(Stored data entries)
══════

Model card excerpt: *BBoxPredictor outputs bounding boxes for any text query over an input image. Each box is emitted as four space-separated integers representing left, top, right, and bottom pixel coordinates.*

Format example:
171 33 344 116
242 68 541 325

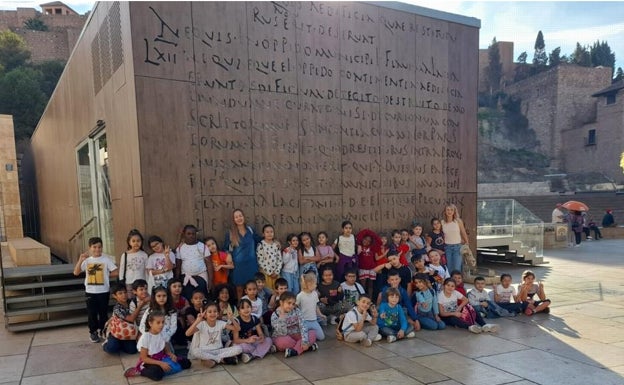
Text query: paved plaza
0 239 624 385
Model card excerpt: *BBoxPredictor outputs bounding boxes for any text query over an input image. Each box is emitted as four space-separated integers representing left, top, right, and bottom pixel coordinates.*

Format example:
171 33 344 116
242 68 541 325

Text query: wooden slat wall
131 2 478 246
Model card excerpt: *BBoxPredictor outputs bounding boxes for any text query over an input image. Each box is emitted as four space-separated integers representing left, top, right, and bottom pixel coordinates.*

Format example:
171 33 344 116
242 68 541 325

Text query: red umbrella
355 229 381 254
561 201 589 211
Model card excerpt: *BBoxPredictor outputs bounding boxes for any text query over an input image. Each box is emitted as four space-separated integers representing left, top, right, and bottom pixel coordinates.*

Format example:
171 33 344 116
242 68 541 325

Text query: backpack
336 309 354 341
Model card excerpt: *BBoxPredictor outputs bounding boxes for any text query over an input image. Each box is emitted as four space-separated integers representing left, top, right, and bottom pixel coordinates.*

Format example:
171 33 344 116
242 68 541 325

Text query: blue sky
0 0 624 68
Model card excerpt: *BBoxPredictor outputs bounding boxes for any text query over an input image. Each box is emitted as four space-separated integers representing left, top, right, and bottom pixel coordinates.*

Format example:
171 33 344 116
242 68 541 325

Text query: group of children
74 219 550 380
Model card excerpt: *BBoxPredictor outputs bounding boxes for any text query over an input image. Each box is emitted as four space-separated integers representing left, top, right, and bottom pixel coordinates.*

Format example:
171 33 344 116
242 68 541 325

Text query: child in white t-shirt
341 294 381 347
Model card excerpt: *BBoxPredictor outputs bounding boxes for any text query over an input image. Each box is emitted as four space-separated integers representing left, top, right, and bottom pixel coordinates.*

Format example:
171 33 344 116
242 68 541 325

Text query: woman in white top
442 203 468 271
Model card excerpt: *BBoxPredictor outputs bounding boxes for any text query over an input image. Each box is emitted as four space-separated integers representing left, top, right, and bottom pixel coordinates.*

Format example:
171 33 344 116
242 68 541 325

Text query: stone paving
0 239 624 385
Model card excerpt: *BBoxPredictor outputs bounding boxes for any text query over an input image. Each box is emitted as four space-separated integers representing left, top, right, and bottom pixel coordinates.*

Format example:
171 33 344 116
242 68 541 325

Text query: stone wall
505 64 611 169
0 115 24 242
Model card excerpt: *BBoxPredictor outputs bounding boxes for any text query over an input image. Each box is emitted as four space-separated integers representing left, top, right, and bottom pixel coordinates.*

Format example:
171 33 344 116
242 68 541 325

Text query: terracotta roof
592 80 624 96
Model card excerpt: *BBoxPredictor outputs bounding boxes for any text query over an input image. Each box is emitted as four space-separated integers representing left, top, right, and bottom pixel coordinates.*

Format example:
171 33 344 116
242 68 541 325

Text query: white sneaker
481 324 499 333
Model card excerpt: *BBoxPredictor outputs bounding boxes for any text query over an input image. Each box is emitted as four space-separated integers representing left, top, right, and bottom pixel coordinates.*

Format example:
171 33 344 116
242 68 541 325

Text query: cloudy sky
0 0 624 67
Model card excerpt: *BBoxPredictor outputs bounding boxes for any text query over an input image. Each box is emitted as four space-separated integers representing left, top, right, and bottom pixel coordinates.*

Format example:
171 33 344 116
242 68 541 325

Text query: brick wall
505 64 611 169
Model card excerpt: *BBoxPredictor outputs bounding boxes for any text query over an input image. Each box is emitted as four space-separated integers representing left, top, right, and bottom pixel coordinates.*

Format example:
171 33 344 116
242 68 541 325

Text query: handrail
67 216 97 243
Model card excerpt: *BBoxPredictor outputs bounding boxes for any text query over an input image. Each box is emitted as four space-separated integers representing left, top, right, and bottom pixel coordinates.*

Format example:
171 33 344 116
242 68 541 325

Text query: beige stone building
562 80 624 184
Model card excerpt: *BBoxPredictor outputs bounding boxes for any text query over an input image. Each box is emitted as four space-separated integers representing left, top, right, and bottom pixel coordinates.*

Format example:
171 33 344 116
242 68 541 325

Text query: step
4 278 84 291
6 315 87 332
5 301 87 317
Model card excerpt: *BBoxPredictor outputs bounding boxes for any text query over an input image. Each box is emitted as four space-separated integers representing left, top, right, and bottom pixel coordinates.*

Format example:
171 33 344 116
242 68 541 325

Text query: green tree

══════

* [The exercise]: Filter the records above down to the lines that contain the word "white", and copy each such line in full.

* [Completed exercise]:
Text query: child in white t-shirt
Text query: woman in white top
Text query: white sneaker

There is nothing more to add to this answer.